[SET EXERCISE] Reproduce each of the following records line for line, without changing any wording or order.

[MATERIALS PROVIDED]
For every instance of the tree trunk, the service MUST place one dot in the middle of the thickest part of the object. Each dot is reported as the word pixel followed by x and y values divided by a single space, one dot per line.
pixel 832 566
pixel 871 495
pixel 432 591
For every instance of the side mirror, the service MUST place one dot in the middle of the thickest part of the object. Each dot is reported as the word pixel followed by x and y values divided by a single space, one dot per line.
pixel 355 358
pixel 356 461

[RESULT OF THIS EXERCISE]
For every instance of the tree trunk, the service MUST place one dot in the middle of the thickest part of the object. Each dot is reported as the word pixel followed by x and y values divided by a single space, one dot per line.
pixel 832 566
pixel 871 495
pixel 432 591
For every instance of the side mirror, the service MUST place one dot in the middle of the thickest part of the object. Each dot is reported as the word pixel followed by x and y values divided by a single space, one dot per line.
pixel 355 358
pixel 356 461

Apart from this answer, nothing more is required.